What You’ll Need for Vegan Carrot and Ginger Soup:
- Carrots: Grab 6 large beauties (that’s about 450g).
- Ginger: A 2-inch chunk (5 cm) should do the trick.
- Olive Oil: Just 2 tbsp (30 ml) will set the stage.
- Onion: One medium onion, diced up finely.
- Garlic: Smash and mince 2 cloves.
- Veggie Broth: 4 cups (940 ml). Store-bought or homemade, your call.
- Coconut milk: One can (400 ml) for that creamy touch.
- Salt & Pepper: Because, well, flavor.
Time Alert: Expect about 15 minutes of prep and 30 minutes of actual cooking.
Servings: This batch is good for 4 folks.
Nutrition Corner (Per Serving):
- Calories: 210
- Protein: 3g
- Carbs: 28g
- Fiber: 6g
- Sugars: 10g
- Fat: 9g
- Saturated Fat: 6g
- Sodium: That’s 900mg for those tracking.
The Vegan Carrot and Ginger Soup Game Plan:
- First things first, get those carrots ready. A good wash, a quick peel, and chop them up.
- Peel and slice the ginger next.
- Fire up a big pot and warm up the olive oil, medium heat should do.
- Onion’s turn to shine! Sauté until they’re all soft and clear. That’s about 3-4 minutes.
- Toss in that garlic and ginger combo, stirring and letting them hang out for about 2 minutes.
- Carrots join the party now. Stir and let them get acquainted for 5 minutes.
- In goes the vegetable broth. Throw in salt and pepper as you feel right.
- Once it starts boiling, take it down a notch. Let it all simmer for about 20 minutes. Those carrots should be nice and tender by then.
- Turn off the heat and blend until it’s all smooth. If you’ve got a hand blender, perfect. Otherwise, use whatever blender you’ve got on hand.
- Now, stir in that creamy coconut milk and warm it up again for 5 more minutes on low heat.

[Data extracted from a collection]
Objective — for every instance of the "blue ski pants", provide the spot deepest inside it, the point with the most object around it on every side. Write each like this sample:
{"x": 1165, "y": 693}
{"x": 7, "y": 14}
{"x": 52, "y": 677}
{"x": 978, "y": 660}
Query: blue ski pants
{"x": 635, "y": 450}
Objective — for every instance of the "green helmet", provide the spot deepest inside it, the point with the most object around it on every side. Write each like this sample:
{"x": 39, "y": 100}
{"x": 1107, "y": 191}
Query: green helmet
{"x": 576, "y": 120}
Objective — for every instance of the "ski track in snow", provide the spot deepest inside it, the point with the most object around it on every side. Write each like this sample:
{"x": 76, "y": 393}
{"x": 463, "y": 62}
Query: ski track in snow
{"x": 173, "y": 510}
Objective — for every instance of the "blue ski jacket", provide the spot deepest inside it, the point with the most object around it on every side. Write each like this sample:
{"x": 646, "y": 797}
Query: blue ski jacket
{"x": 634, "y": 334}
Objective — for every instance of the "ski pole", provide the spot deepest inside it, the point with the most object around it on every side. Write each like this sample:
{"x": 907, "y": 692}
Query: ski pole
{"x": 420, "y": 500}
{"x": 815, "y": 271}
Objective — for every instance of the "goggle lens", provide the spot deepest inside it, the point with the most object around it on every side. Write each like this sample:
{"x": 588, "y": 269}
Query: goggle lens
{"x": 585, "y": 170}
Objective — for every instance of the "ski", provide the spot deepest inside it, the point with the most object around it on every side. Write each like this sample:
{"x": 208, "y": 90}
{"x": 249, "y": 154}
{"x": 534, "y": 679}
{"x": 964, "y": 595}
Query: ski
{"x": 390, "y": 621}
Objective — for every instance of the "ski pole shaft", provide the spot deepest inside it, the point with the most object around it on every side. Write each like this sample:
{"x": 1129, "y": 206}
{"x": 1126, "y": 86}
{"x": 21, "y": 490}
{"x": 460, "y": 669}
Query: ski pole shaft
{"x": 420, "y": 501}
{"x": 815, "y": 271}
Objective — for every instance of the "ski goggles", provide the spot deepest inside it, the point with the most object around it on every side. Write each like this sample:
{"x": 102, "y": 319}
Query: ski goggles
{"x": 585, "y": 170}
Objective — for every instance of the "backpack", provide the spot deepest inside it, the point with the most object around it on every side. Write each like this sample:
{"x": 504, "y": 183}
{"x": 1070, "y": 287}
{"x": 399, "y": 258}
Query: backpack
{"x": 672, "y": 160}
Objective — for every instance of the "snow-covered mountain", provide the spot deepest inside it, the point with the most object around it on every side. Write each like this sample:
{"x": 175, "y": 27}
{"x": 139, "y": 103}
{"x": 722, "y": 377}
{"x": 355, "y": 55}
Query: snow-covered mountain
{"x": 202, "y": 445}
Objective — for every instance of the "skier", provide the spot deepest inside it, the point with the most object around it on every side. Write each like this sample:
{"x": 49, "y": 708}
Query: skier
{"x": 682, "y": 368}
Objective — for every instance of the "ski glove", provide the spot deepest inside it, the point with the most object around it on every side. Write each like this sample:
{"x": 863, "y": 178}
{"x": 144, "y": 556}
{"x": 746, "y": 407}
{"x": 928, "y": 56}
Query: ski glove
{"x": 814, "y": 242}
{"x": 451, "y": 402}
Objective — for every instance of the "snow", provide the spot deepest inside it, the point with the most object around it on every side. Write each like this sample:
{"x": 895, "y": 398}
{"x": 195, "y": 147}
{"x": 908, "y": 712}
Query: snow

What you need to do :: Continue the vegan carrot and ginger soup recipe from its last step onward.

Result of this exercise ::
- Quick taste check! Adjust anything if you need to.
Pro Tips:
- Want a bit more zing? Add a pinch of chili flakes when you’re sautéing.
- Not a fan of coconut milk? Try almond or even oat milk. It’s all good.
- Leftovers? Seal it in a container and it should be good in the fridge for 3 days.
Serving Thoughts:
- Got some crusty bread? Dunk it in! Seriously, game changer.
- A tangy side salad would be a nice refreshing contrast.
- Maybe sprinkle some seeds on top. Adds a fun crunch.
Alright, AH7 fam, there you have it. Your guide to a delightful bowl of Vegan Carrot and Ginger Soup. Perfect for when you need some warmth and nutrition. Happy cooking and till the next kitchen adventure!
![](https://ah7.fit/wp-content/uploads/2023/08/Vegan-Carrot-and-Ginger-Soup-300x300.jpg)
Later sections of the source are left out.